*Activity*.
In the records below, find the line that contains "Target: midriff" and the line that contains "Target: choker necklace". Set down exactly those lines and every line between them, and nothing more.

=== Begin Enclosure ===

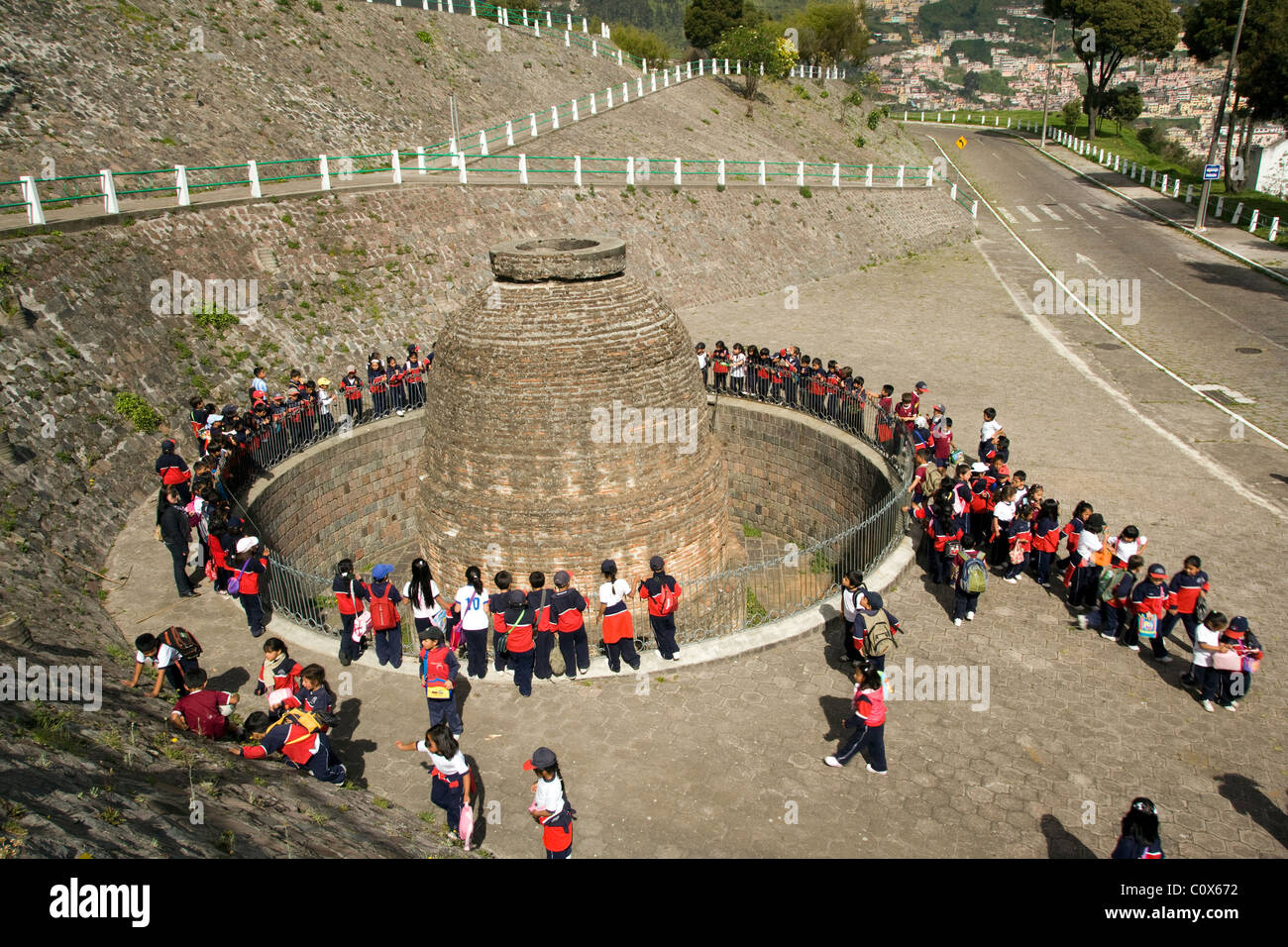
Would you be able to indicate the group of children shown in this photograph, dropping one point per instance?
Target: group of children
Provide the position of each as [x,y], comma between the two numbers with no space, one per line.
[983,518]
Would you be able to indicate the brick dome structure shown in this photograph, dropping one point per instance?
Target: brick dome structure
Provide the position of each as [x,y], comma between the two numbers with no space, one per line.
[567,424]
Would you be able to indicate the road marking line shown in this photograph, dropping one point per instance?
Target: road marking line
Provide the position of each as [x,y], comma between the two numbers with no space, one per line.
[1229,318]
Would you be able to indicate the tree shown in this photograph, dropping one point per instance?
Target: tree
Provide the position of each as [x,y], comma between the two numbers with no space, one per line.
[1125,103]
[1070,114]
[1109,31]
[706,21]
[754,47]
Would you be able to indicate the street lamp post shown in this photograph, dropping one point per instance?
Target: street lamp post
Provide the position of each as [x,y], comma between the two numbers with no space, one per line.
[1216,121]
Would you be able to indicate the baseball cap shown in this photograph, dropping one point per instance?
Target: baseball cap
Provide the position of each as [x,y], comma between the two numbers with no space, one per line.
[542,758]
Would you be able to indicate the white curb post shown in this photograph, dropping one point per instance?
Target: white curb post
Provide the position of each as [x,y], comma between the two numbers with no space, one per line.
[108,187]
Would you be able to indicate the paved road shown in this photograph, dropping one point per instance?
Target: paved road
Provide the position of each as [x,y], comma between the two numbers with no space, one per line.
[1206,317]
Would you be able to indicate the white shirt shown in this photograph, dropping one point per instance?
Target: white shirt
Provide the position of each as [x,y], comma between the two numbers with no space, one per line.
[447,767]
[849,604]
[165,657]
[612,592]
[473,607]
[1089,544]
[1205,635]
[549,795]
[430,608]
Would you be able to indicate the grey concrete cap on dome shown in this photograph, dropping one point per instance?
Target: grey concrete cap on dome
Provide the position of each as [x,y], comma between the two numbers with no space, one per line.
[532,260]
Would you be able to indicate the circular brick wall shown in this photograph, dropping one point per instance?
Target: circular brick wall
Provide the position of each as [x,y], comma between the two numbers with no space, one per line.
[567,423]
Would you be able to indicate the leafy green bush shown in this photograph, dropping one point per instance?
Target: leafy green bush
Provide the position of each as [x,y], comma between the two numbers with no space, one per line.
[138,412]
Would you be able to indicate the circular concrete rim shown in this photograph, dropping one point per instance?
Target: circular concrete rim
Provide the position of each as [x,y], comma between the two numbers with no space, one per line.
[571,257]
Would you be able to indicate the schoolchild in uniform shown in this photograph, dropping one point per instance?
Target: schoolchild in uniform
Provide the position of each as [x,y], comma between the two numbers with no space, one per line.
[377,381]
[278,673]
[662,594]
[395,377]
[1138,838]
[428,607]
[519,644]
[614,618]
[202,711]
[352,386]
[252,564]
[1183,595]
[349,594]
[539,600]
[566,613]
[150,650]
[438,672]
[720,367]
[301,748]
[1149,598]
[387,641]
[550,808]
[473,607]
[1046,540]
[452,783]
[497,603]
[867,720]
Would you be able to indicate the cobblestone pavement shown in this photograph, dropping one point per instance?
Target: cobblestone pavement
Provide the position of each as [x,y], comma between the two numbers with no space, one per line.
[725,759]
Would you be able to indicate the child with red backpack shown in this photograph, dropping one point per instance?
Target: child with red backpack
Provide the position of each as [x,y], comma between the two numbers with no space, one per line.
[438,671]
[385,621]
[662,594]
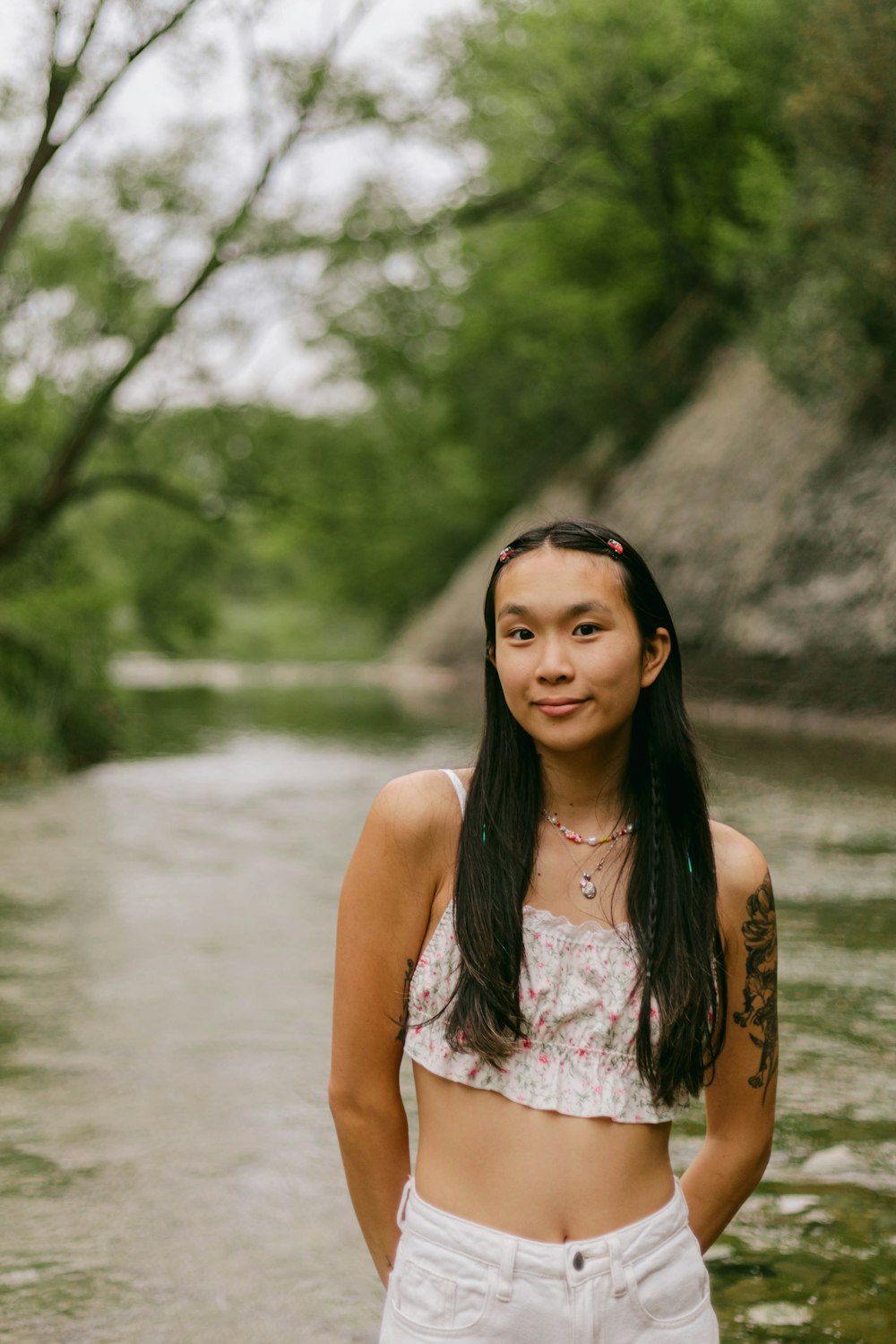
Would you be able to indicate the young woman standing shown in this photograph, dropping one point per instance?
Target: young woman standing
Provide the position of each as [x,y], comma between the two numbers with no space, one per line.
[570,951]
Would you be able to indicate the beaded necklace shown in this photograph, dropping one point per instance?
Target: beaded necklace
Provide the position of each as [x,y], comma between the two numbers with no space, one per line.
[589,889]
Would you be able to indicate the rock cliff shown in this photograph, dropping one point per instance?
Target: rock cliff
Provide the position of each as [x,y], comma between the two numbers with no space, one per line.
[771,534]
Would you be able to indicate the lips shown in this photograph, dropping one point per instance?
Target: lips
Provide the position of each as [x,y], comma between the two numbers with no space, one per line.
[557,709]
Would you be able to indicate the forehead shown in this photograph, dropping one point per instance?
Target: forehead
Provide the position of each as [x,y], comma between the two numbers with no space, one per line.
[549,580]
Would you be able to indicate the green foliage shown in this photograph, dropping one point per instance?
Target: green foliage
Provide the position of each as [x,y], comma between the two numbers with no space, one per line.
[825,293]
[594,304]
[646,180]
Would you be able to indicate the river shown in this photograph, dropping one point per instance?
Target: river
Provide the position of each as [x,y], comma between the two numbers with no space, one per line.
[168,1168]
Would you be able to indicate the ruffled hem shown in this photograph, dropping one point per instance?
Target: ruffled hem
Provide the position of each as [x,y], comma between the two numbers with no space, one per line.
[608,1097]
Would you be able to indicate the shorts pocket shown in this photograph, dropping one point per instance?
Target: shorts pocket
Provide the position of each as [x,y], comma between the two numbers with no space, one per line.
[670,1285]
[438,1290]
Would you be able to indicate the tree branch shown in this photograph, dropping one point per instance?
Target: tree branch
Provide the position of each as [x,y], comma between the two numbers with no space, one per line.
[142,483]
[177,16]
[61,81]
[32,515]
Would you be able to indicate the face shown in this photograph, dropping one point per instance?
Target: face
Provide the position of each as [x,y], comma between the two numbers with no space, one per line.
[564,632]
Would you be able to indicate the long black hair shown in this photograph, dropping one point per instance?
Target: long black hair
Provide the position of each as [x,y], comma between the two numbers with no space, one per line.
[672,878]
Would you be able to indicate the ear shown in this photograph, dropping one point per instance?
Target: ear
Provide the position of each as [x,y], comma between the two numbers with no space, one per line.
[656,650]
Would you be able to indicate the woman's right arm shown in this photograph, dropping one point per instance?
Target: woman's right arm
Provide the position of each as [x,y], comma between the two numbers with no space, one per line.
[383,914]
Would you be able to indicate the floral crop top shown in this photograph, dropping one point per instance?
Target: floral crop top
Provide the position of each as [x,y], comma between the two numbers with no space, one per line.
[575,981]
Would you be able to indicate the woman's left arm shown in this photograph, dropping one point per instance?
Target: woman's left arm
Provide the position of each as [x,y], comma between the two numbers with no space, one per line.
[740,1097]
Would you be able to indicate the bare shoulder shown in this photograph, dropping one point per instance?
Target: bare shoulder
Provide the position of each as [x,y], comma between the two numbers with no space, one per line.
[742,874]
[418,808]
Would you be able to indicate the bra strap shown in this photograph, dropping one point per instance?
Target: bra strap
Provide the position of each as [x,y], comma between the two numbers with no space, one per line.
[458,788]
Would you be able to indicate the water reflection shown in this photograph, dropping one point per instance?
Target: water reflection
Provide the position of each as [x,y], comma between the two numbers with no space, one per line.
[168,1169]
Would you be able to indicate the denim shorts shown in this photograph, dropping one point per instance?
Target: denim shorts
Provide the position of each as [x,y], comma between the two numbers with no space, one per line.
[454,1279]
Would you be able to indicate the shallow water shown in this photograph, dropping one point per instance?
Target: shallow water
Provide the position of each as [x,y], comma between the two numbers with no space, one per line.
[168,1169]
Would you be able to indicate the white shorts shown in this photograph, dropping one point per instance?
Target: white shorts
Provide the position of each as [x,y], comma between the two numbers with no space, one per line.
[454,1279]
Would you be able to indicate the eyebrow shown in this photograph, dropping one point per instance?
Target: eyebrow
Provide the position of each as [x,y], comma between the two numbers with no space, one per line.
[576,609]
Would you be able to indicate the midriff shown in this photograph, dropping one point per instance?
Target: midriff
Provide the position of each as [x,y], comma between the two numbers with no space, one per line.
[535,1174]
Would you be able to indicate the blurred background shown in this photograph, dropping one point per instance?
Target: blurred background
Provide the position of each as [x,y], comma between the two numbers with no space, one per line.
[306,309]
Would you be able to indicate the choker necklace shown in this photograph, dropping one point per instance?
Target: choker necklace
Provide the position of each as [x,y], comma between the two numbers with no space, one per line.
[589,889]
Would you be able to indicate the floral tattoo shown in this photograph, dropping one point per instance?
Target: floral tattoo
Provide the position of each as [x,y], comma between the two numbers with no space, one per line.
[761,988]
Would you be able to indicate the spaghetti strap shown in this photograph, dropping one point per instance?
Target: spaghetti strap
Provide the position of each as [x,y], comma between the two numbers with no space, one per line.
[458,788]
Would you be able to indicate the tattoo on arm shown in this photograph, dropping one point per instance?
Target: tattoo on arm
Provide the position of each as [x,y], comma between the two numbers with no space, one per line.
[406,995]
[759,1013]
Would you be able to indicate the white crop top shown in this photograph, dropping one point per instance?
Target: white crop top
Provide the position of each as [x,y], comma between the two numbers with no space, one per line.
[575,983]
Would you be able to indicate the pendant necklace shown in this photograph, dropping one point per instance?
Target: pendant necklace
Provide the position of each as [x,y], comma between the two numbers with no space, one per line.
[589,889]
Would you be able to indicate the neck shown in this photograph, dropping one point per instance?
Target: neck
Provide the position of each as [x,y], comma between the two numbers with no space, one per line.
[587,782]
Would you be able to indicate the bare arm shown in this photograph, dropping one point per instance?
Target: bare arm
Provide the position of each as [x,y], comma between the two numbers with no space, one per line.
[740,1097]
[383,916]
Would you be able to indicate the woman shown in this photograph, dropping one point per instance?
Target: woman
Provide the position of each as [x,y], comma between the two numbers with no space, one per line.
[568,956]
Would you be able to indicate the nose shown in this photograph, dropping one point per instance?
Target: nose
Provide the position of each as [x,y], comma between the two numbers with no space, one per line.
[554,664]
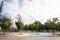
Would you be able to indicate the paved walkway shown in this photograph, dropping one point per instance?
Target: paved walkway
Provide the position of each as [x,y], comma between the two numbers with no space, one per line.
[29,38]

=== End Enclosure ===

*Result for this exercise*.
Target: midriff
Provide the position of each as [x,y], comma between the two numbers with no space, one per line.
[535,1174]
Would you be able to indicate the blurred background shown in this photograph, dropping one point per instance?
Target: blurred background
Provide the position of each as [x,y], comma between the two numbers with no space, one per line.
[306,309]
Would you be able to indicate the choker necklace shown in this photograph, dropping one point per instance?
Target: choker necklace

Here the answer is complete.